As a result, the status of locals has always been ambivalent. The new capital, chosen for geopolitical reasons by the Russian liberation forces after the Russo-Turkish War in 1877-78,[2] was invaded by national elites from more prestigious parts of the country (where the national revolution had taken place and where its heroes were born). As a result, the autochthonous Bulgarian Shopi population quickly became synonymous with rudeness and backwardness. This situation was repeated in the late 1940s and 1950s, when communist ideology marginalized bourgeois (urban) elites and systematically promoted people with poor, peasant origins who were supposedly faithful to the cause. Sofia was invaded by ideological nomads – some coming, armed, straight from the woods – who evicted the rich from their flats or squeezed them into one room, accommodating themselves and their kin in the rest. For many years, it was preferable not to emphasize one's Sofia origins, and the "two grandfathers tactic", according to which a Bulgarian always has a grandfather on the good side of the vicissitudes of politics, became widespread.
Who qualifies as a native of Sofia? Must his or her ancestors have lived in the city before the Russian liberation? Or does it suffice that they settled there during the massive influx of refugees during and after the Balkan Wars (1912-13)? Would one define only pre-communist citizens as real Sofiotes, or would one include the pioneers of ideological urbanization?

Tasks to perform
1 > From the passage on who counts as a native of Sofia, list each year or span of years it mentions, quoted as it appears and in the order given.
2 > Sum up the passage on who counts as a native of Sofia in two sentences.
The records have nothing to do with the passage on Sofia natives.

Records
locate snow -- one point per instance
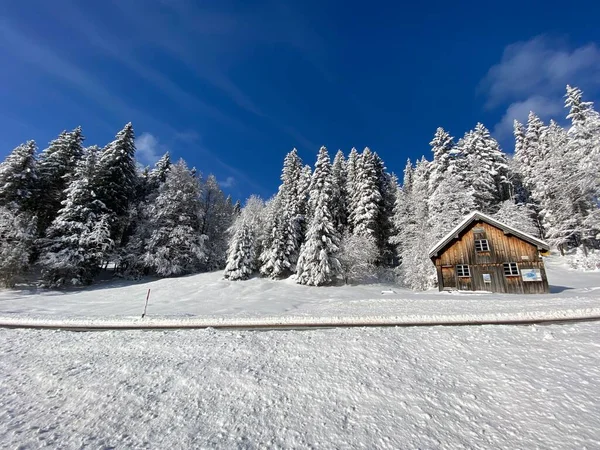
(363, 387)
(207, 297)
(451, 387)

==

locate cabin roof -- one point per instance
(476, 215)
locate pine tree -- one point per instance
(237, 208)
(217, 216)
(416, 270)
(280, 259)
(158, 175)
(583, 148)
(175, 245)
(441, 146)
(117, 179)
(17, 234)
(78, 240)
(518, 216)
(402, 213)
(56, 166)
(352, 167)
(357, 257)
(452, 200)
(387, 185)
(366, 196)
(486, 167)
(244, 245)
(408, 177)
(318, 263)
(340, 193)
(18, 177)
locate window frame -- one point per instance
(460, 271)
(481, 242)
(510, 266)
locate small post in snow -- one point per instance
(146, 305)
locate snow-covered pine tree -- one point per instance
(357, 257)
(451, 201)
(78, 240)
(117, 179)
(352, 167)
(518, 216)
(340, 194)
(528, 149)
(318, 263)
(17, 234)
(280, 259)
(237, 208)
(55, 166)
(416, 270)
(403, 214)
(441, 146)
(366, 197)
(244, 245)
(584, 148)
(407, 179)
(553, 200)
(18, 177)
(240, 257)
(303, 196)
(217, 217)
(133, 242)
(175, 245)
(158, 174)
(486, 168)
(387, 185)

Per-task outputs
1 >
- "1877-78"
- "late 1940s and 1950s"
- "1912-13"

2 > Sofia's local Shopi population became linked with rudeness and backwardness after national elites moved into the new capital following the Russo-Turkish War, and this happened again when communists promoted people of poor, peasant origins and pushed out urban elites. As a result, people long preferred not to stress their Sofia origins, and it is unclear who counts as a true native, whether by ancestry from before the liberation, arrival as refugees during the Balkan Wars, or settlement under communism.